[To do]
Rewrite the rows from the first one through the line that contains "[259,409,1260,716]", changing "treatment mapping" to "yield estimation" and keeping everything else the same. Leave the pictures out of your answer.

[Task input]
>>
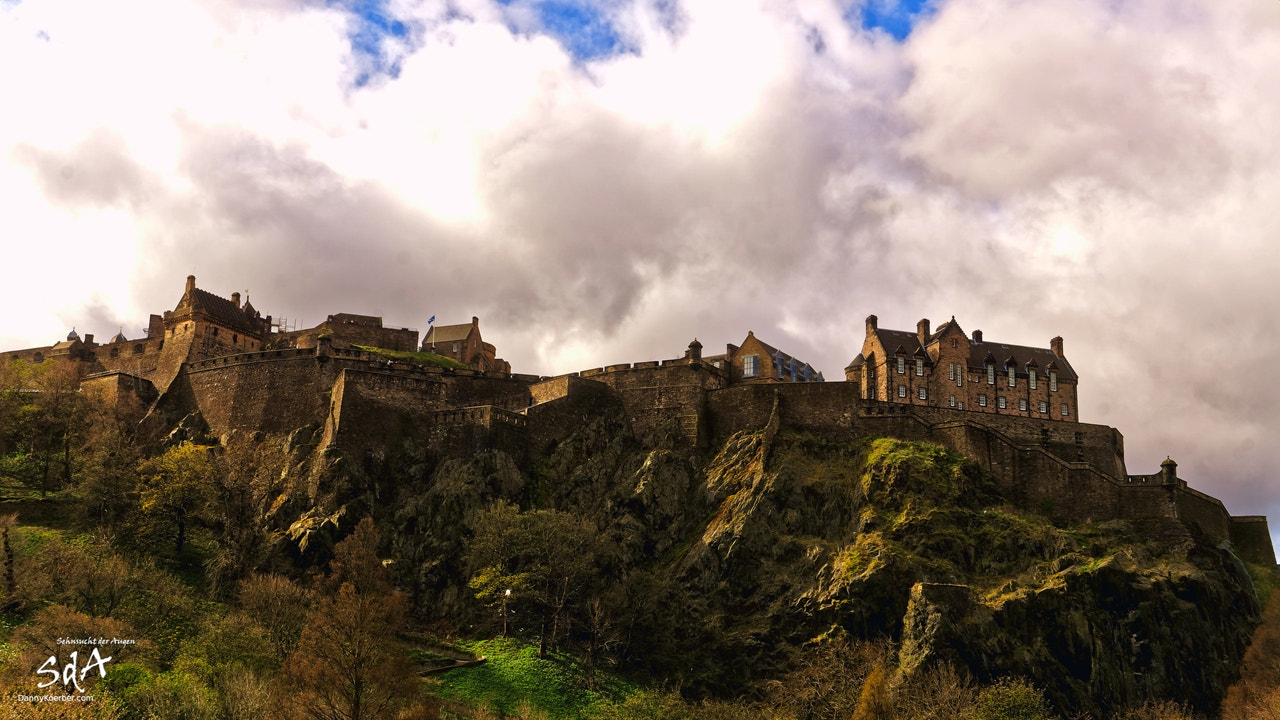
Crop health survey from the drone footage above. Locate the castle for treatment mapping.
[0,277,1275,565]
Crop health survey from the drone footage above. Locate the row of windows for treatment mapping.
[972,395,1071,418]
[901,386,1071,418]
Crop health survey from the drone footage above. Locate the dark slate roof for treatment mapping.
[876,319,1078,380]
[191,287,259,334]
[876,328,920,356]
[969,342,1078,380]
[422,323,472,346]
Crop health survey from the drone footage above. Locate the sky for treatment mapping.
[0,0,1280,543]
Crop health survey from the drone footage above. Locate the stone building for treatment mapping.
[699,331,823,383]
[422,315,511,373]
[845,315,1079,421]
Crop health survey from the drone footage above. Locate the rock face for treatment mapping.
[259,409,1260,716]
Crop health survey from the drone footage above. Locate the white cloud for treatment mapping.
[0,0,1280,538]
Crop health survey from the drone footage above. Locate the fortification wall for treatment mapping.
[580,359,724,445]
[93,337,164,378]
[1231,515,1276,568]
[1172,487,1231,542]
[184,350,340,436]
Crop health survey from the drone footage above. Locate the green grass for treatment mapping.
[352,345,471,370]
[440,638,634,720]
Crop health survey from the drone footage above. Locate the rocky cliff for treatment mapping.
[249,394,1260,716]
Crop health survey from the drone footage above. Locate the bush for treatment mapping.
[969,678,1052,720]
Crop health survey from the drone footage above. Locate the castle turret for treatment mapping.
[685,337,703,363]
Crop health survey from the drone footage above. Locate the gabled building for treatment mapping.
[699,331,823,383]
[845,315,1079,421]
[422,315,511,373]
[163,275,271,361]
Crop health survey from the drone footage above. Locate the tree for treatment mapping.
[468,501,600,657]
[140,442,218,555]
[288,518,417,720]
[0,360,90,496]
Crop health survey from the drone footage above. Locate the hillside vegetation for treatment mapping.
[0,356,1280,720]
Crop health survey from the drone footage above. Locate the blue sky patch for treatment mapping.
[858,0,933,41]
[497,0,626,63]
[329,0,408,87]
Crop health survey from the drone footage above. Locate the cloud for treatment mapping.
[0,0,1280,543]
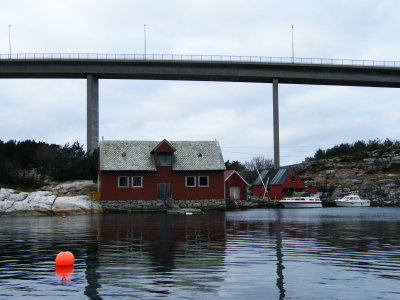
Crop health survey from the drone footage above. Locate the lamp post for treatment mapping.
[8,25,11,59]
[143,24,146,59]
[292,25,294,63]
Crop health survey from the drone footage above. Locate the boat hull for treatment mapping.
[335,200,371,207]
[280,201,322,208]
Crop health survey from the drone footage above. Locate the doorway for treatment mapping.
[229,186,240,200]
[157,182,171,199]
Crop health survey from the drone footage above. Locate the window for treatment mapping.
[185,176,196,187]
[157,152,172,167]
[118,176,129,187]
[199,176,208,187]
[132,176,143,188]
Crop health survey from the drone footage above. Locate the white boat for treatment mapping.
[335,193,371,207]
[279,194,322,208]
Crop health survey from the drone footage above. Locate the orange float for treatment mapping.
[56,251,75,266]
[56,265,74,279]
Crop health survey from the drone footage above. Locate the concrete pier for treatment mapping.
[272,79,280,169]
[86,74,99,152]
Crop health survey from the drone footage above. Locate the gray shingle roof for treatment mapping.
[253,168,292,185]
[100,141,225,171]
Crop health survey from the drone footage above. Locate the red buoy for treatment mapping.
[56,251,75,266]
[56,266,74,278]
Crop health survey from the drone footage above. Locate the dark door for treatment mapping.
[157,182,171,199]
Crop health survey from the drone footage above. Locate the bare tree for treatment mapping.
[244,155,273,171]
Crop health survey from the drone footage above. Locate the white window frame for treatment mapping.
[132,176,143,189]
[198,176,210,187]
[185,176,196,187]
[118,176,129,189]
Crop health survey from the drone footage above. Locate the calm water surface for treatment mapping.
[0,207,400,300]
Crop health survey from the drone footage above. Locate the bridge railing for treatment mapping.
[0,53,400,68]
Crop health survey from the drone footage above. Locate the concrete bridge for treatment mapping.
[0,53,400,167]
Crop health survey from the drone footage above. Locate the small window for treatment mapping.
[118,176,129,187]
[157,152,172,167]
[185,176,196,187]
[132,176,143,188]
[199,176,208,187]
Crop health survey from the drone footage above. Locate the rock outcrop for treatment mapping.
[292,151,400,206]
[0,188,102,215]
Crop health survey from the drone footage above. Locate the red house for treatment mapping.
[224,170,249,200]
[99,140,225,200]
[252,168,316,199]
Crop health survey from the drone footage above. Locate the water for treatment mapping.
[0,207,400,299]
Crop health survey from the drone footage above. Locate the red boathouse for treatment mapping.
[99,140,225,200]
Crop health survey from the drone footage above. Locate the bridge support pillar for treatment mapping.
[272,79,280,169]
[86,74,99,152]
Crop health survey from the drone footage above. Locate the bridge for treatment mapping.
[0,53,400,167]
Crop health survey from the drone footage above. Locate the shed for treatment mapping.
[224,170,249,200]
[252,168,306,199]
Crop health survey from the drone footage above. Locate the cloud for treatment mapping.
[0,0,400,164]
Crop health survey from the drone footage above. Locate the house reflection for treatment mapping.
[92,213,226,294]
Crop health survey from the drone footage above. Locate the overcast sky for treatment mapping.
[0,0,400,165]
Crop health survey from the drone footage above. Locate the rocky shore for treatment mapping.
[292,151,400,206]
[0,180,103,216]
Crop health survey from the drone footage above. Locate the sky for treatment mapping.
[0,0,400,165]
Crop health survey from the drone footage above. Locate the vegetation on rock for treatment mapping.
[0,140,98,189]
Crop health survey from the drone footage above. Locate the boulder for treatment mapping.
[0,188,102,216]
[42,180,97,195]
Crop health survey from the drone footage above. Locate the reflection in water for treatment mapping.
[0,208,400,300]
[270,209,285,300]
[98,213,225,294]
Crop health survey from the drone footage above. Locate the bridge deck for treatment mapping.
[0,54,400,87]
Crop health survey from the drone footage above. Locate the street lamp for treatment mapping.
[143,24,146,59]
[8,25,11,59]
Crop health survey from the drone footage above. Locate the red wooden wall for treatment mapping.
[100,167,224,200]
[225,172,247,200]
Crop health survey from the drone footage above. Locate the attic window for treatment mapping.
[157,152,172,167]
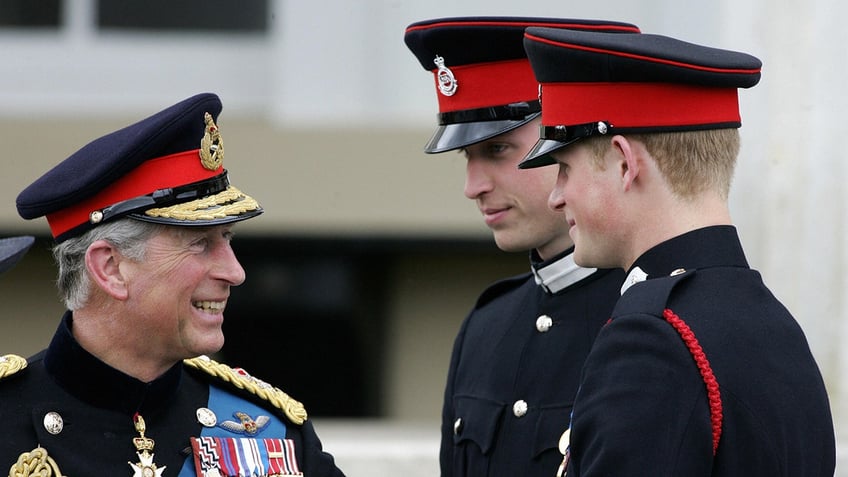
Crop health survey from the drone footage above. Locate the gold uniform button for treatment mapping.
[453,417,462,436]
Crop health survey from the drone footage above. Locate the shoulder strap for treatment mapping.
[613,270,723,455]
[0,354,27,379]
[183,356,307,425]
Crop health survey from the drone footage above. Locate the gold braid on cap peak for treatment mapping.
[183,356,307,425]
[144,186,259,220]
[0,354,26,379]
[9,447,64,477]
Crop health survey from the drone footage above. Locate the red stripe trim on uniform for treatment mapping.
[663,308,723,455]
[542,83,742,129]
[406,20,639,33]
[524,33,761,75]
[47,149,223,237]
[432,59,539,113]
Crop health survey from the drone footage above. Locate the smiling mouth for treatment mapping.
[191,301,226,313]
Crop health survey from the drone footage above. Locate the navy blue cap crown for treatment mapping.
[17,93,262,242]
[404,17,639,153]
[519,28,762,169]
[0,235,35,273]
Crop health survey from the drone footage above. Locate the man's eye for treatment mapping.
[191,237,209,248]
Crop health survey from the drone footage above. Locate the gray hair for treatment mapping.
[53,218,165,310]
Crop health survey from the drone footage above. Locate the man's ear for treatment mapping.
[611,135,639,191]
[85,240,127,300]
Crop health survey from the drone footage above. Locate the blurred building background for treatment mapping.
[0,0,848,477]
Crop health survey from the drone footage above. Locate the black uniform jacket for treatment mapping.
[440,250,624,477]
[0,312,343,477]
[568,226,835,477]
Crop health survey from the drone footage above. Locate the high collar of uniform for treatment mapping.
[621,225,748,294]
[530,247,598,293]
[44,311,182,414]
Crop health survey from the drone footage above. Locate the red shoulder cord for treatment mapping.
[663,308,722,455]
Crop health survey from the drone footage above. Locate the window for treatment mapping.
[0,0,61,28]
[95,0,269,33]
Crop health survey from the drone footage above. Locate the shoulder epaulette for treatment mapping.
[183,356,307,425]
[0,354,26,379]
[474,273,532,308]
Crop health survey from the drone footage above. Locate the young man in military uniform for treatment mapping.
[521,28,835,477]
[0,93,342,477]
[405,17,639,477]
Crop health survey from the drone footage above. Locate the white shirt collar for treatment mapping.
[530,253,598,293]
[621,267,648,295]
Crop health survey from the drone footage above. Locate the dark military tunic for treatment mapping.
[440,250,624,477]
[568,226,835,477]
[0,313,343,477]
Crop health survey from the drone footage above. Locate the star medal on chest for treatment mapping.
[127,413,167,477]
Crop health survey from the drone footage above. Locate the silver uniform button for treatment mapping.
[196,407,218,427]
[536,315,554,333]
[44,411,65,436]
[453,417,462,436]
[512,399,527,417]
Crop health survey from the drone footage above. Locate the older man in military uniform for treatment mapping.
[405,17,639,477]
[0,93,342,477]
[522,28,835,477]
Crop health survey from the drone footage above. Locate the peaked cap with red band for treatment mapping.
[17,93,262,242]
[518,28,762,169]
[404,17,639,153]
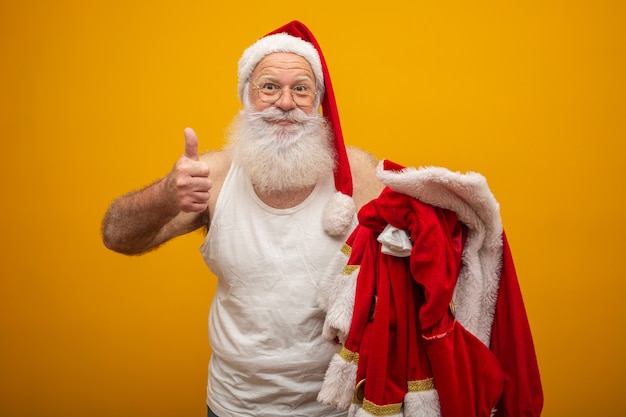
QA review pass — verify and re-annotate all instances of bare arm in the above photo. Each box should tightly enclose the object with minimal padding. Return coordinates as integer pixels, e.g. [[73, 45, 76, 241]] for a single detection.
[[346, 147, 384, 211], [102, 129, 212, 255]]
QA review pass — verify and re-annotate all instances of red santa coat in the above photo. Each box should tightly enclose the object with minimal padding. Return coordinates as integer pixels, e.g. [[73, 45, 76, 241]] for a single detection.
[[319, 162, 543, 417]]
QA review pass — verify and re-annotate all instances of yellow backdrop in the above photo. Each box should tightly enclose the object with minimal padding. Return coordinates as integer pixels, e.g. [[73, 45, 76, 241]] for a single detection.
[[0, 0, 626, 417]]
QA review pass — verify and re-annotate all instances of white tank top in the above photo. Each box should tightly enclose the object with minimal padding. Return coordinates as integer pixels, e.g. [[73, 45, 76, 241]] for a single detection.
[[200, 164, 356, 417]]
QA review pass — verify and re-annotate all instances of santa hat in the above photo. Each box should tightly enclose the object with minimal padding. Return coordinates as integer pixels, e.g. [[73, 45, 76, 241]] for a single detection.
[[238, 20, 355, 235]]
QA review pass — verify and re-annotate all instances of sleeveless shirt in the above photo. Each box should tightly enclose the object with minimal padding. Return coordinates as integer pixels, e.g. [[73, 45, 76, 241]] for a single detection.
[[200, 163, 356, 417]]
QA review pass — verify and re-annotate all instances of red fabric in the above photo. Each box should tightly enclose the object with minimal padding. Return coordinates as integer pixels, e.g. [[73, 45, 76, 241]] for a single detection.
[[491, 235, 543, 417], [345, 189, 464, 412], [266, 20, 352, 196], [338, 188, 543, 417]]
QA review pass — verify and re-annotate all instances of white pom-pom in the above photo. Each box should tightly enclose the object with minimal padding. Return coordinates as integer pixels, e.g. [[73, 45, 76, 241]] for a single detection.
[[323, 192, 356, 236]]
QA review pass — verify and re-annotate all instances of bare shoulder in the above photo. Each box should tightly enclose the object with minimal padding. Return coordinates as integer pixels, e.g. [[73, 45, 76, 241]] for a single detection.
[[200, 149, 232, 216], [346, 146, 384, 210]]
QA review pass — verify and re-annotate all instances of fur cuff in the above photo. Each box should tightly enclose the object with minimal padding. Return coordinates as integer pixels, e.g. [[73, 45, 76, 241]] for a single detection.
[[317, 354, 357, 410], [404, 389, 441, 417]]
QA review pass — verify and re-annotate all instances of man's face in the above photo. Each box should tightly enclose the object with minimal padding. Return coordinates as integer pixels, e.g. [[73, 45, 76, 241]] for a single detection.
[[249, 52, 316, 117]]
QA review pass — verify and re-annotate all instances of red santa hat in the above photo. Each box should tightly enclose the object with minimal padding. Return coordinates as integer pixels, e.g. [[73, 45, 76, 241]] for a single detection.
[[238, 20, 355, 235]]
<<
[Solution for this problem]
Crop health survey from the drone footage above. Locate the castle for yield estimation.
[0,277,1275,565]
Crop health survey from the drone footage above. Locate the row of windows for yield estimation.
[972,395,1071,418]
[901,386,1071,418]
Crop health survey from the drone footage above. Locate the dark slate roof for yield estimation.
[876,319,1078,380]
[191,287,259,334]
[876,328,920,356]
[969,342,1078,380]
[422,323,472,346]
Crop health survey from the drone footage above. Locate the sky for yield estimation.
[0,0,1280,543]
Crop health survey from the drone footage above. Locate the stone building for yield estimation.
[699,331,823,383]
[422,315,511,373]
[845,315,1079,421]
Crop health survey from the drone footage above. Locate the rock face for yield estimation.
[259,409,1260,716]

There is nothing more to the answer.